§ **Provided text**

Wednesday, March 18, 2015

The Oxford Comma: What's the consensus anyway?

Dear Writers and Friends,

I'm sure you've come across the term "Oxford comma." What is the debate on this? Why can't people seem to come to an agreement? Should I use it or not? 

There are a million posts on this one heated grammar rule, but I've been asked a lot about this rule lately. So here is yet another post on it. Be sure to check out the end of the post for some more helpful posts on this. 

What is the Oxford Comma?

According to The Chicago Manual of Style, the Oxford comma is used when a conjunction joins the last two elements in a series of three or more (section 6.18). An example would be: The flag was red, white, and blue. That last comma between "white" and "and" is known as the Oxford comma.

What's the consensus? Do I use it or not?

This is a divided issue. Years ago, the Oxford comma was strictly enforced. In recent years, many have strongly argued against the use of this comma. Now it's a divided issue. 

Proponents of the Oxford comma

Most editors and The Chicago Manual of Style argue in favor of the Oxford comma. Proponents of the Oxford comma say that it prevents ambiguity. 

For example, consider the following examples. 

Yes, these are some extreme examples. But really, without the Oxford comma, sentences are full of ambiguity and confusion. As an editor, I see sentences like this all the time. 

Who Recommends Using:

  • The Chicago Manual of Style (current edition)
  • MLA
  • APA (the official website even goes as far as to requiring it)
Opponents of the Oxford Comma

It's clunky and unnecessary, opponents cry. And in some cases, it is. "The flag was red, white and blue." There isn't really any ambiguity here. In this case, putting that last comma could be clunky. 

Who Recommends Not Using
  • AP Styleguide
  • Most of Europe

Know what style you're writing for. If you're writing in AP style, you don't have a choice. You can't put that Oxford comma in. Other than that, more or less it's your choice.

The key is consistency. Use it or don't. Make your choice and stick with it.  

My Thoughts

I am Team Oxford comma, as most editors are. It just prevents some awkward situations like the ones listed above. 

 For more articles on this, check out the following links.

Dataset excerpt
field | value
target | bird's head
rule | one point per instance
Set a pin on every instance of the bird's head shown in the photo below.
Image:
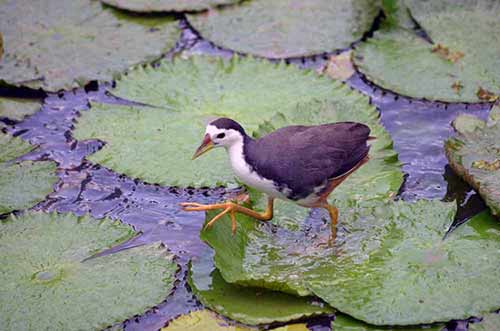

§ **Objective 1**
In the Oxford comma post, what reason do proponents give for using that comma?
§ **Objective 2**
Turn every line of the records in the dataset excerpt into a numbered list, skipping blank lines and omitting the picture.
The records have no connection to the text about the Oxford comma.

§ **Exercise response 1**
Proponents say the Oxford comma prevents ambiguity. The writer adds that without it, sentences are full of ambiguity and confusion.

§ **Exercise response 2**
1. field | value
2. target | bird's head
3. rule | one point per instance
4. Set a pin on every instance of the bird's head shown in the photo below.
5. Image:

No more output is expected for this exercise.